Begin Document segment

# Litter pollution Act fine query?



## Abbica (26 Jul 2011)

Hi, I just wanted to get your expertise to clarify an issue that has arisen for me. A very expensive one! 

I was sitting with a friend in a car park at Supervalue having a cigarette whilst waiting on my sister and I did put the cigarette butt out the window. 

Next thing a man popped to my window, obviously standing behind my car waiting for me to do it as he was there in an instant. He stood 2 foot away from my car and mumbled his name holding a little card and something else and I excused myself and asked him to repeat because I didn't know what he wanted. 

He then just roared at me, you have littered under 1997 act and you are going to be fined €150 so give me your name. I said, " what, €150". I couldn't believe the amount. He muttered away still and then roared again, give me your address. So I said my address and he just said I will get the fine in the post and then ran off, literally! 

We were left absolutely gobsmacked by his behaviour. He never even got my name so he basically that day fined my car for the offence. Plus he never asked me to get out and pick it up, which I did after he ran off anyway. Plus his manner was desperate and I was still left confused after he ran off. It was also in a private carpark. 

I got the fine in the post the other day. It goes on about littering in public places etc. There is a minor public road visible a bit back from where I had the car parked through the throngs of over cars! Do I have any grounds at all to refuse to pay this large fine please? 

I appreciate I was in the wrong though but something doesn't add up about it all.


----------



## Guns N Roses (26 Jul 2011)

Abbica said:


> I got the fine in the post the other day. It goes on about littering in public places etc.


 
Is the fine from your Local Authority?


----------



## Guns N Roses (26 Jul 2011)

Even if you litter on private land, you can still be guilty of littering if it can be seen from a public place such as a public road. 

*Extract from Litter Act 1997*
Prohibitions related to littering. 
*3.* —
(1) No person shall deposit any substance or object so as to create litter in a public place or in any place that is visible to any extent from a public place.

End Document segment
Begin Extracted data

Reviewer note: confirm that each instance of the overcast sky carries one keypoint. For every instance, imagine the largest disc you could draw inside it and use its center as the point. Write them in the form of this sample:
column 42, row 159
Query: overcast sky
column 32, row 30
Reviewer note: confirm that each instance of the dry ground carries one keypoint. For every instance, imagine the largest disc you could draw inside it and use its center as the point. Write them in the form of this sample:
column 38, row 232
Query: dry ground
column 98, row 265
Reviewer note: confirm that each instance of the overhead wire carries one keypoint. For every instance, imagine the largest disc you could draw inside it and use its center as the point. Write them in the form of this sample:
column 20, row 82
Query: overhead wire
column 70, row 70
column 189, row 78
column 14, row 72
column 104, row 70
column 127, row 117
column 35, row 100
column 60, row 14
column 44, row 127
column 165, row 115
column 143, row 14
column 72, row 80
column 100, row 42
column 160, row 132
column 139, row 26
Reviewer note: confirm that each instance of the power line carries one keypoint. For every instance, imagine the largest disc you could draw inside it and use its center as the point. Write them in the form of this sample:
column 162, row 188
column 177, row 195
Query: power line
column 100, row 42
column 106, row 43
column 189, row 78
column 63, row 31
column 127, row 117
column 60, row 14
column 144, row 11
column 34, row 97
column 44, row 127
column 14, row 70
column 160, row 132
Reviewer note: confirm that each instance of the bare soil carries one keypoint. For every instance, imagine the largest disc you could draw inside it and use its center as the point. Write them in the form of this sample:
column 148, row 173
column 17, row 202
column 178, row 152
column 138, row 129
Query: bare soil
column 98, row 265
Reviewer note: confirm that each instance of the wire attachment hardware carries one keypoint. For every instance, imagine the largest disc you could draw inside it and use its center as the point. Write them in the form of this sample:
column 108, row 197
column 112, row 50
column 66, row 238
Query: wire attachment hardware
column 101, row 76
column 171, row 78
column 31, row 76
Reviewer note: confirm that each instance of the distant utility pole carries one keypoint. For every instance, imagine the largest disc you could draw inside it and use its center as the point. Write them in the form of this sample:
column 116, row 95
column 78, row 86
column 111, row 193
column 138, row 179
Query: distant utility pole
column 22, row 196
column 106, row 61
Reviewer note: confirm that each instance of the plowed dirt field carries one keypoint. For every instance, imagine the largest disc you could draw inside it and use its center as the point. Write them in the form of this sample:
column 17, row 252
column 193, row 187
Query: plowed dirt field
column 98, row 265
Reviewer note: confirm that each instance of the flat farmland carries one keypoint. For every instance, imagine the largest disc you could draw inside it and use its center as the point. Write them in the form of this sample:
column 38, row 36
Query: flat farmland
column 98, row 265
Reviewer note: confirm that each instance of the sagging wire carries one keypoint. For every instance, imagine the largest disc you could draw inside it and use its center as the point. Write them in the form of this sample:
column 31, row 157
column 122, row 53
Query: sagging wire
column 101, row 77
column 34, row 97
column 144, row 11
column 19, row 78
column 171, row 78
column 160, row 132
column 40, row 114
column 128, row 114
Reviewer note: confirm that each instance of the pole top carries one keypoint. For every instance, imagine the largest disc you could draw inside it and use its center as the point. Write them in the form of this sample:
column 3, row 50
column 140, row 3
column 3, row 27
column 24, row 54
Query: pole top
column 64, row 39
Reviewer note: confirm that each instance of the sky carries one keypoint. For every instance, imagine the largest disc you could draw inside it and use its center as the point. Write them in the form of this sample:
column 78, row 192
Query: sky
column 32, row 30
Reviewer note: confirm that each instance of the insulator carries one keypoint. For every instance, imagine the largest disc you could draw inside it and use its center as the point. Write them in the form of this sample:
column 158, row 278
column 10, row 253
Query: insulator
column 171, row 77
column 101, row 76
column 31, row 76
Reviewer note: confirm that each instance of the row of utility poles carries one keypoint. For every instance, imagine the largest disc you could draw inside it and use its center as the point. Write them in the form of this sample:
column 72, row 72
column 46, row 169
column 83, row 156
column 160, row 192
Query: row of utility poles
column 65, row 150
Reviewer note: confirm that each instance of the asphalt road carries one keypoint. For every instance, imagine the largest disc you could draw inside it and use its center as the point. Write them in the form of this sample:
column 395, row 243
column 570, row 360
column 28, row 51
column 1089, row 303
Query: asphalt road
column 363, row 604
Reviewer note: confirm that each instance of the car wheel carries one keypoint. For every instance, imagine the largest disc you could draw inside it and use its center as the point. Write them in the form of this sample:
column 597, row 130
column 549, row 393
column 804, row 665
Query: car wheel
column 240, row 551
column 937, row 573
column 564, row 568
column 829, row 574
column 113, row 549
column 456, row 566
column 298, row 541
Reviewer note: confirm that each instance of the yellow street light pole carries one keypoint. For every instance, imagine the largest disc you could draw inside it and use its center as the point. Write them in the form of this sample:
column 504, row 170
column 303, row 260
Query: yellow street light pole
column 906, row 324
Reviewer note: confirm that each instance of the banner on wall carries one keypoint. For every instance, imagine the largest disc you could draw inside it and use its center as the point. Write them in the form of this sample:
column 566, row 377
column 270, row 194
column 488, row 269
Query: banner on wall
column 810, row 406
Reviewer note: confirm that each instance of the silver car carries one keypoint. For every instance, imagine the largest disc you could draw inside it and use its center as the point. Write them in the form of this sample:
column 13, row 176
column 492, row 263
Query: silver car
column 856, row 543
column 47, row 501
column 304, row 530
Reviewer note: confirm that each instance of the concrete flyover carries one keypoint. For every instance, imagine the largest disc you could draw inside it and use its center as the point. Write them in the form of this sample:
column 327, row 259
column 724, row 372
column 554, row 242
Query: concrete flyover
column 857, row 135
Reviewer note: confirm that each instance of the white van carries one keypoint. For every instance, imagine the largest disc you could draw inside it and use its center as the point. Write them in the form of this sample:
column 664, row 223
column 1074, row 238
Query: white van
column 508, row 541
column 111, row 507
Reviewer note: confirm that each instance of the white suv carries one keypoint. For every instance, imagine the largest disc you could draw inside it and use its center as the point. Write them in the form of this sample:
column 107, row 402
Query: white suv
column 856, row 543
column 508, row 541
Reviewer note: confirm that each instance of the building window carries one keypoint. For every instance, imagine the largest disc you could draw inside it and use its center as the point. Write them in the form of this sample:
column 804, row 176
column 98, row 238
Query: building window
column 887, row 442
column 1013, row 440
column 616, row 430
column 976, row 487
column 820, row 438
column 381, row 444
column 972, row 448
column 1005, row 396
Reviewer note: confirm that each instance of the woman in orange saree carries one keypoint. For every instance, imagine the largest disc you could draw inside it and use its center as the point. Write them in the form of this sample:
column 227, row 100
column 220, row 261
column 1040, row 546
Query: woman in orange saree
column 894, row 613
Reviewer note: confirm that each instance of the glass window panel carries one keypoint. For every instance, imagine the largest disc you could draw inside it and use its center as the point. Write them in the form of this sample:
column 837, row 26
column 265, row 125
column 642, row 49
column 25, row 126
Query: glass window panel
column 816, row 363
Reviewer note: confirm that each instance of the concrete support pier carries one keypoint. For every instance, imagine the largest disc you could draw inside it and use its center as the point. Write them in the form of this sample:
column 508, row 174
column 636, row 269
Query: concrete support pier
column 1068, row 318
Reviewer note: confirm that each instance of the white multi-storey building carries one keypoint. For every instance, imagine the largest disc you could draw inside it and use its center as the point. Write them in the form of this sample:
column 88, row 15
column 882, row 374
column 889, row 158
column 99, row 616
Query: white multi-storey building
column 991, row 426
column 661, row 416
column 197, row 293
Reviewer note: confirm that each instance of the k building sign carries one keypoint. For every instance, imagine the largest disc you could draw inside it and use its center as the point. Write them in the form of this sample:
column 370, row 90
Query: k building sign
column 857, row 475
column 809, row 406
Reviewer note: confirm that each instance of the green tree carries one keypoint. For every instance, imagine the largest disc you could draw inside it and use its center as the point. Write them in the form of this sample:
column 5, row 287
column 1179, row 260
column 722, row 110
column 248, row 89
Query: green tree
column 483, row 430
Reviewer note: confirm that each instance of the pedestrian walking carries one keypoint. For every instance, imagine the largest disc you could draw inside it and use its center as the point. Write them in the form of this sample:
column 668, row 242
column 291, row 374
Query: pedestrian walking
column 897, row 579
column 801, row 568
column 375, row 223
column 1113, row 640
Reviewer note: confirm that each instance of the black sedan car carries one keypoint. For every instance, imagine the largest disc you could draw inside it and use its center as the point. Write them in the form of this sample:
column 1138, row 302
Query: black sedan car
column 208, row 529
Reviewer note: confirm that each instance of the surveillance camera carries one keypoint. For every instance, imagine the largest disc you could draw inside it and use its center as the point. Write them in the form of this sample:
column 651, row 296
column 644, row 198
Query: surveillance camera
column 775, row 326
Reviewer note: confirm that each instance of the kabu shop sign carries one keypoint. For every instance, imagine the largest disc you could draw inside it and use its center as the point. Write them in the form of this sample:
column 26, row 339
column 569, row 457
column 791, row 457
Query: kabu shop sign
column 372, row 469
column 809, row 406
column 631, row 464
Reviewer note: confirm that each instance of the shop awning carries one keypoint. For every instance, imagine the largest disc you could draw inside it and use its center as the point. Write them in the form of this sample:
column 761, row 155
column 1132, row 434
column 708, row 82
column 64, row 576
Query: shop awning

End Extracted data

Short problem: Reproduce the passage of the litter fine thread above from "Is the fine" to "a public road.".

Solution:
Is the fine from your Local Authority?


----------



## Guns N Roses (26 Jul 2011)

Even if you litter on private land, you can still be guilty of littering if it can be seen from a public place such as a public road.